===== DATASET CONTENT =====
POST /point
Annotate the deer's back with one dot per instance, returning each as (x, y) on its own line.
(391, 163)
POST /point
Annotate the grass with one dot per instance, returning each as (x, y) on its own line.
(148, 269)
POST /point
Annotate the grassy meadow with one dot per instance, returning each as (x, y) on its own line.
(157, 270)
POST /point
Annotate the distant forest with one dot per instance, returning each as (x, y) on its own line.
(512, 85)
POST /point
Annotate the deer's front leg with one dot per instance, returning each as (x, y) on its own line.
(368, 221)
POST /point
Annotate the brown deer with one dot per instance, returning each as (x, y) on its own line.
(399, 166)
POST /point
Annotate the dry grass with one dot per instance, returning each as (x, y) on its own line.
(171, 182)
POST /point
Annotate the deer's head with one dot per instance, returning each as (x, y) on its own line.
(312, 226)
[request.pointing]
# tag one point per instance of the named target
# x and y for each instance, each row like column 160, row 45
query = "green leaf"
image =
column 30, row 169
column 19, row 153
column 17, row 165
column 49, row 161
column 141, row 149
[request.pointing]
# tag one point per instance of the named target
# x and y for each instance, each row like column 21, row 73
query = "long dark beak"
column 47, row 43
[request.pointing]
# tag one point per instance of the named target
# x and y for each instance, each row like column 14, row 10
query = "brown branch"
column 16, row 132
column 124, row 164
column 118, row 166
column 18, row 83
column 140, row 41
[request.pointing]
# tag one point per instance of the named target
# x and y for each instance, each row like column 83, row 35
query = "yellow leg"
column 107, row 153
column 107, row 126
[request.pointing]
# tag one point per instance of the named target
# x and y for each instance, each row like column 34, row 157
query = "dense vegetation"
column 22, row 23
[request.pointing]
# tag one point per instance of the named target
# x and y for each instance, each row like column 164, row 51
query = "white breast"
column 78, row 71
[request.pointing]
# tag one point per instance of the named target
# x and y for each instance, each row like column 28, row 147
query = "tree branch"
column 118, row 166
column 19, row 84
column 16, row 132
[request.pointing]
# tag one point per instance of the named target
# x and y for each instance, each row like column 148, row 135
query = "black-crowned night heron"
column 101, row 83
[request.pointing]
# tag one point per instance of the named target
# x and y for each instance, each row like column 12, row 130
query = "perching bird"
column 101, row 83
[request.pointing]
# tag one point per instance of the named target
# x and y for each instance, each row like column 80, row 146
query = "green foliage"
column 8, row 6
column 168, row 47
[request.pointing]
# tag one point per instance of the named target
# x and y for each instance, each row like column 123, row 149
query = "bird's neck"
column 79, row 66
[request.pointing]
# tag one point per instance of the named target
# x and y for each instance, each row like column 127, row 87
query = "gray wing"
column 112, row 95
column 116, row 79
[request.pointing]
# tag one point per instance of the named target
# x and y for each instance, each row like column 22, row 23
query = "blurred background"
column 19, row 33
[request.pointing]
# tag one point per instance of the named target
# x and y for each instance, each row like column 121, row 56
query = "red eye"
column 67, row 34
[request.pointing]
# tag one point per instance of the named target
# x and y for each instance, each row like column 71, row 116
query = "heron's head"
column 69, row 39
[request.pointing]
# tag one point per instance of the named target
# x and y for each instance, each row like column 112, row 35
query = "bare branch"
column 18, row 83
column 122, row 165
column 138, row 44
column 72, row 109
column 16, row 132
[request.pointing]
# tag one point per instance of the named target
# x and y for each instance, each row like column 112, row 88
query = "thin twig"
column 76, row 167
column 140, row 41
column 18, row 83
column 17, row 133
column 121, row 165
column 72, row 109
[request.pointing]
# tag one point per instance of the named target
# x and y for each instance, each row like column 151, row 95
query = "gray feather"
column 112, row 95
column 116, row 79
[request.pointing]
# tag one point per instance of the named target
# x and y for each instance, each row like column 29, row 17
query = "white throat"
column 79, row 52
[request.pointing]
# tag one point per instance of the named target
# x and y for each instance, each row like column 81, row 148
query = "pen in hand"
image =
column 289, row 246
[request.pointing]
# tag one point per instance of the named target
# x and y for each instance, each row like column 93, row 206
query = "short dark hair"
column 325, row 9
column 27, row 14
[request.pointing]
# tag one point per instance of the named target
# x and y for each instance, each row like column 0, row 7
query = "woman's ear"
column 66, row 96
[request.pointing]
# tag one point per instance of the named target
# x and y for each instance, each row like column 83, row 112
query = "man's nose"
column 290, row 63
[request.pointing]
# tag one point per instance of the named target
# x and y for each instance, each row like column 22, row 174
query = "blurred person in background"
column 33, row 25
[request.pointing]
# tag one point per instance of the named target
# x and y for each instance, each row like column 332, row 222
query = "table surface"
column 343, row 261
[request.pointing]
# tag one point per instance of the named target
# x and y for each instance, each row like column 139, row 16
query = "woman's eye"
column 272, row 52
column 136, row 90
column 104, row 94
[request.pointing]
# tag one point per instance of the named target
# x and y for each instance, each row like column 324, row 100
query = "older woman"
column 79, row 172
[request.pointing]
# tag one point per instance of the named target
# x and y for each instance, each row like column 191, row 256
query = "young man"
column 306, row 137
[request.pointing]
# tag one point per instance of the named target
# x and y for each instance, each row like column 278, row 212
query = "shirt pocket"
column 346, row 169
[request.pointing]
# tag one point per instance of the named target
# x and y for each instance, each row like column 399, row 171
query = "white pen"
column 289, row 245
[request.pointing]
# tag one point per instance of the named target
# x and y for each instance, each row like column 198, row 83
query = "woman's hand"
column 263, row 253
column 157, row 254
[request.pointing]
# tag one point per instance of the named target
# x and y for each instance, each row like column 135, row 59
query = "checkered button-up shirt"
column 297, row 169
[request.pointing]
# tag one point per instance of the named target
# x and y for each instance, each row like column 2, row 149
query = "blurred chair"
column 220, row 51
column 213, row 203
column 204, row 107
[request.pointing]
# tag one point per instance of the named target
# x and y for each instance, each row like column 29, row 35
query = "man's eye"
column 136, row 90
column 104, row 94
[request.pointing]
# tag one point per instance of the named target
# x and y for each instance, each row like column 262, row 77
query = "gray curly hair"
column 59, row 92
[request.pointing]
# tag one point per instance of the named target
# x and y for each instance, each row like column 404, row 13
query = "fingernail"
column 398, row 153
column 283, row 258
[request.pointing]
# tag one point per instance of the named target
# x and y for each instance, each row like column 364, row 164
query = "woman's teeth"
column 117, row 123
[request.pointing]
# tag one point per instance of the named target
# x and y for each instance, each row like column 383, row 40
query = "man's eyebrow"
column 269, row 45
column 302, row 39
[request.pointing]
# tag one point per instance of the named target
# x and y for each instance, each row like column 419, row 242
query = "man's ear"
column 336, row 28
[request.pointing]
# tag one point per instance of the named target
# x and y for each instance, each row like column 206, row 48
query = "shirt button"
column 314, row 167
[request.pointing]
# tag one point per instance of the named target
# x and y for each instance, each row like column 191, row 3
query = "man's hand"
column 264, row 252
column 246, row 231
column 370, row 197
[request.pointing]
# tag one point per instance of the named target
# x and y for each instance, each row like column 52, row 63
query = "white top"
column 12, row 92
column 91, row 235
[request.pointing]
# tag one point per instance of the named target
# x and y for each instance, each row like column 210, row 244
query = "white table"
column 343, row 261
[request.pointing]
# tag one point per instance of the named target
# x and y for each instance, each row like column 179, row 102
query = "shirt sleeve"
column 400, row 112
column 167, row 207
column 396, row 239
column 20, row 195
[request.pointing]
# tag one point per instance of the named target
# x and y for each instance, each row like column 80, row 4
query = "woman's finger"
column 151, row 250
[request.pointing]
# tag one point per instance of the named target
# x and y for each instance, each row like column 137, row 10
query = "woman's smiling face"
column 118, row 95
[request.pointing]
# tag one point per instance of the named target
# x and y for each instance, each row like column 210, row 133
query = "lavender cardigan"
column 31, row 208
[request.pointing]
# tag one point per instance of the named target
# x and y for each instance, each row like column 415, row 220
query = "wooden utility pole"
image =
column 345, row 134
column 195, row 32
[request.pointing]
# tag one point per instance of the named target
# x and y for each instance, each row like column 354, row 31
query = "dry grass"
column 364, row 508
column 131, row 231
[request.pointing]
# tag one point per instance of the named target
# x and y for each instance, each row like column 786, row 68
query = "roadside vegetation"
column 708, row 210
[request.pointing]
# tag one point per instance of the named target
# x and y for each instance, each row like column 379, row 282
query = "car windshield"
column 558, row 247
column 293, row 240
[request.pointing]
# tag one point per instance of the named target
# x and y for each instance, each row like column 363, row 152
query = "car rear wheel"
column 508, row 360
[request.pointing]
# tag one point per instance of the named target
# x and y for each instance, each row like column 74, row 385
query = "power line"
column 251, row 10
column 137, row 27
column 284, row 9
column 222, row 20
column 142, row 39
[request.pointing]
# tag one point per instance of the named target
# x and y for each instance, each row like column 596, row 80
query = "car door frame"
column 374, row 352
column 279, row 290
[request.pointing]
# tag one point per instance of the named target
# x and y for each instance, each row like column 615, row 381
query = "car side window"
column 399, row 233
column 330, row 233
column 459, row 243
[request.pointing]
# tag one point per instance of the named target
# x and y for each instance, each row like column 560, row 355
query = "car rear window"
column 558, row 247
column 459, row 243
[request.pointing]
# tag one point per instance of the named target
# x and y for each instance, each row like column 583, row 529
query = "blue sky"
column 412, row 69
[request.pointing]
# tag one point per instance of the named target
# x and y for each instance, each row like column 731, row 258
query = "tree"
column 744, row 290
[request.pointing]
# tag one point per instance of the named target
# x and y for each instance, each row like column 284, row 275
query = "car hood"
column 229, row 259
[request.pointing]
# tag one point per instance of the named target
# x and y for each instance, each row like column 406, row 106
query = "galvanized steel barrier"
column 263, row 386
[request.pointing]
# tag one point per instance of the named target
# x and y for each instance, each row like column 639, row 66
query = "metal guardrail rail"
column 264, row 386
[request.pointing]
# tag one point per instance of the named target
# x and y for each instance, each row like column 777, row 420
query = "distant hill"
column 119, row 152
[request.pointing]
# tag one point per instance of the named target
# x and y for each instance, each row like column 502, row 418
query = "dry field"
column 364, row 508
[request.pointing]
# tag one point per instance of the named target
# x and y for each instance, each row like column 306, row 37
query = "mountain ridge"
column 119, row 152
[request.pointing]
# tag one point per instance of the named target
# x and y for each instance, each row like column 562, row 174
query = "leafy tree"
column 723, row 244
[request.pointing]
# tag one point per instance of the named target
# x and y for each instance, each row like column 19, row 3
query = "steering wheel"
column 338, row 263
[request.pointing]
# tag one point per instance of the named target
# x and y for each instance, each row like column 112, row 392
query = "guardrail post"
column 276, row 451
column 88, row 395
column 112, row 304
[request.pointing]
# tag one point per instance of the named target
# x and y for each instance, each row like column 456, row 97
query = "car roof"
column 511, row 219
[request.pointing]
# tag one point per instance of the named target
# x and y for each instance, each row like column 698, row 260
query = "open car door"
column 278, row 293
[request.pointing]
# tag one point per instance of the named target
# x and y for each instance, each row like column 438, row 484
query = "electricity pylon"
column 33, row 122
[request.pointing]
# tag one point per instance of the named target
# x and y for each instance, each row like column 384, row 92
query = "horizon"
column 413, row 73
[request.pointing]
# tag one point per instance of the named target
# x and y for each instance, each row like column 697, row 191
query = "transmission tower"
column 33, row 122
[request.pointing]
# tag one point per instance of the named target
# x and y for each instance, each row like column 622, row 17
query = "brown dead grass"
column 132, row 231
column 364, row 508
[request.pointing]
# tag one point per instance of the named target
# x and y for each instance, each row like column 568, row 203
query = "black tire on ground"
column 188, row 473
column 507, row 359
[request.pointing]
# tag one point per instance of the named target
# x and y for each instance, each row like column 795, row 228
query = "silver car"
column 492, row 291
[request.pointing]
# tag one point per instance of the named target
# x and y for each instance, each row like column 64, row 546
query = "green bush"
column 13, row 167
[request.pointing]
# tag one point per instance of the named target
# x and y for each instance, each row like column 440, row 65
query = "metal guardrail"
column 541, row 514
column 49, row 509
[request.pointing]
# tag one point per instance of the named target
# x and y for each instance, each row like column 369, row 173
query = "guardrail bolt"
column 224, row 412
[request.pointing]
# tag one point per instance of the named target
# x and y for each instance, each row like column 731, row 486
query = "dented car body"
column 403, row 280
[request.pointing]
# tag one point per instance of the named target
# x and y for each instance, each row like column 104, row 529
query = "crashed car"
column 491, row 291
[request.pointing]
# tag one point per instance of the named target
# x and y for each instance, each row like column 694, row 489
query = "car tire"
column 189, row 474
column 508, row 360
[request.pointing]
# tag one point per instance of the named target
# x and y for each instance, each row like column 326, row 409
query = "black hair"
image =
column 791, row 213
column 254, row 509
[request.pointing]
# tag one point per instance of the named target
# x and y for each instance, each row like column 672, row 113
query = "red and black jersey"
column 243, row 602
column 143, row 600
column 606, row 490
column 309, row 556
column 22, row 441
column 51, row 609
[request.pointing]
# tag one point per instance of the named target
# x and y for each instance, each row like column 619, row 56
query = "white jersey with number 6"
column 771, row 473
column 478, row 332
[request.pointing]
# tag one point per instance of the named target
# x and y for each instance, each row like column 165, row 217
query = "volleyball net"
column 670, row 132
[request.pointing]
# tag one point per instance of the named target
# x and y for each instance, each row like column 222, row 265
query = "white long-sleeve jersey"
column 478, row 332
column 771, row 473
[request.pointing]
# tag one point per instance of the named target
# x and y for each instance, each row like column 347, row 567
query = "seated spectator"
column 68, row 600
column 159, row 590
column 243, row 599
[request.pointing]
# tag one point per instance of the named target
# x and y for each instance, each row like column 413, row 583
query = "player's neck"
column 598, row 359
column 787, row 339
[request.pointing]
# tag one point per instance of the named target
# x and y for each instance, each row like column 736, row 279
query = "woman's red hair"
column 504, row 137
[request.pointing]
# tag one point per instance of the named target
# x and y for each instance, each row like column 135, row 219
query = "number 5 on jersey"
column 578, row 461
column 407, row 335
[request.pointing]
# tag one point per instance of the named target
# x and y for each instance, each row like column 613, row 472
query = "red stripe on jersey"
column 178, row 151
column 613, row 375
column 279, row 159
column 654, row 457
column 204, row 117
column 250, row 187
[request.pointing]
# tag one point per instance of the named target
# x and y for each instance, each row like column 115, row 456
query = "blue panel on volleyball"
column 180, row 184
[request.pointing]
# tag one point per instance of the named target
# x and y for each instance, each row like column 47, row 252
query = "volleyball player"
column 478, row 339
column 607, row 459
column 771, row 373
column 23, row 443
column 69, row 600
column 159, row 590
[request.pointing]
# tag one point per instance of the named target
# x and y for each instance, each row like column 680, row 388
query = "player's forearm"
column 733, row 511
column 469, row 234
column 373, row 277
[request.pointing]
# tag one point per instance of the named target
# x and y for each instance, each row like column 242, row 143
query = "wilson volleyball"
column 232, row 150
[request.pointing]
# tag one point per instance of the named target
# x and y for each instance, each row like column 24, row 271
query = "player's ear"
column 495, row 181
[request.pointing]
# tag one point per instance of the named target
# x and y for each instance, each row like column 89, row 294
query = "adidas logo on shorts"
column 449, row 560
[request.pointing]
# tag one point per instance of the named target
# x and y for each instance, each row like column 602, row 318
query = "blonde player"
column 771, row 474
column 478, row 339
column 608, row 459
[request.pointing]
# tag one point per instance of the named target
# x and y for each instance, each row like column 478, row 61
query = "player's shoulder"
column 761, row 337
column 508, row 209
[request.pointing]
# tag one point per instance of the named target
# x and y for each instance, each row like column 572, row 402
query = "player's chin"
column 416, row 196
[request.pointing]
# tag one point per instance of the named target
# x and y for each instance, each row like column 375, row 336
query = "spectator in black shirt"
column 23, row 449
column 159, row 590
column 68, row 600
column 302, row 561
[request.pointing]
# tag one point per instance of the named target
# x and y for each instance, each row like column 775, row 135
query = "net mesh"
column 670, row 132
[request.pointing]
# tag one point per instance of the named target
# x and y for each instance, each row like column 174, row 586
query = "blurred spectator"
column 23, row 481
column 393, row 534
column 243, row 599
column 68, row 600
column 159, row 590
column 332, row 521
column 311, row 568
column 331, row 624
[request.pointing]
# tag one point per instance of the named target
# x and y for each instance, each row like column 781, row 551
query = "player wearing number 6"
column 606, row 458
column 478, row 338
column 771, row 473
=====
• _TASK STATEMENT_:
The answer consists only of the lines from the one containing "781, row 551" to the end of the records, each written out exactly.

• _RESULT OF THE TASK_:
# x and y for each instance, each row like column 781, row 551
query = "player wearing number 6"
column 606, row 458
column 478, row 338
column 771, row 473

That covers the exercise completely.